Nothing but the lines from the start of the records below through the line that has "Query: small white debris" should appear, each exactly as given.

(DATA SHOWN Opens)

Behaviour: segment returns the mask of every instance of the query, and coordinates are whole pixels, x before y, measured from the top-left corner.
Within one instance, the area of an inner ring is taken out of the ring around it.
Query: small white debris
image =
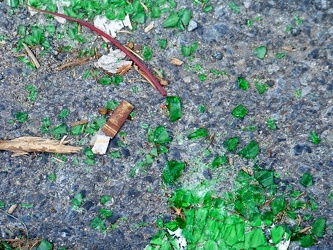
[[[109,20],[105,16],[98,15],[94,18],[94,26],[103,30],[106,34],[112,37],[116,37],[117,32],[124,27],[128,27],[130,30],[132,30],[131,20],[129,19],[128,15],[125,16],[125,19],[123,21]],[[103,39],[105,41],[108,41],[105,38]]]
[[[108,149],[110,137],[106,135],[96,135],[96,141],[91,149],[94,154],[104,155]]]
[[[145,29],[144,32],[148,33],[149,31],[151,31],[154,28],[154,22],[151,22]]]
[[[245,1],[243,2],[244,7],[247,8],[247,9],[250,8],[251,2],[252,2],[252,0],[245,0]]]
[[[187,31],[193,31],[196,28],[198,28],[198,23],[191,19],[188,26],[187,26]]]
[[[182,230],[180,228],[178,228],[174,232],[169,229],[167,229],[167,230],[168,230],[168,233],[170,235],[172,235],[175,238],[175,240],[177,241],[179,249],[185,250],[186,246],[187,246],[187,242],[186,242],[186,238],[182,235]]]
[[[108,55],[103,55],[95,63],[96,67],[102,68],[112,74],[116,74],[117,70],[125,65],[132,65],[132,61],[122,60],[125,58],[125,53],[121,50],[110,50]]]

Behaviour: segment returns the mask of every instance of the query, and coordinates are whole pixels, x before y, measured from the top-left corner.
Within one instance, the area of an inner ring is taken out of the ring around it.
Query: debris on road
[[[32,152],[48,152],[59,154],[72,154],[79,152],[81,147],[67,146],[69,141],[57,141],[42,137],[24,136],[13,140],[0,140],[0,150],[14,152],[12,157]]]

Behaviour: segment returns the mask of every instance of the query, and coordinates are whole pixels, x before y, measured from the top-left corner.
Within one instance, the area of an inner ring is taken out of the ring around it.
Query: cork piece
[[[102,131],[111,137],[115,137],[118,133],[120,127],[124,124],[126,119],[128,118],[129,114],[134,109],[134,106],[129,102],[123,100],[118,105],[118,107],[114,110],[113,114],[111,115],[110,119],[107,123],[103,126]]]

(DATA SHOWN Closes)

TASK RESPONSE:
Behaviour: segment returns the mask of every instance of the query, and coordinates are whole pixels, x before y, measured from the top-left corner.
Within one instance, the area of an inner ring is taken out of the ring around it.
Query: small white debris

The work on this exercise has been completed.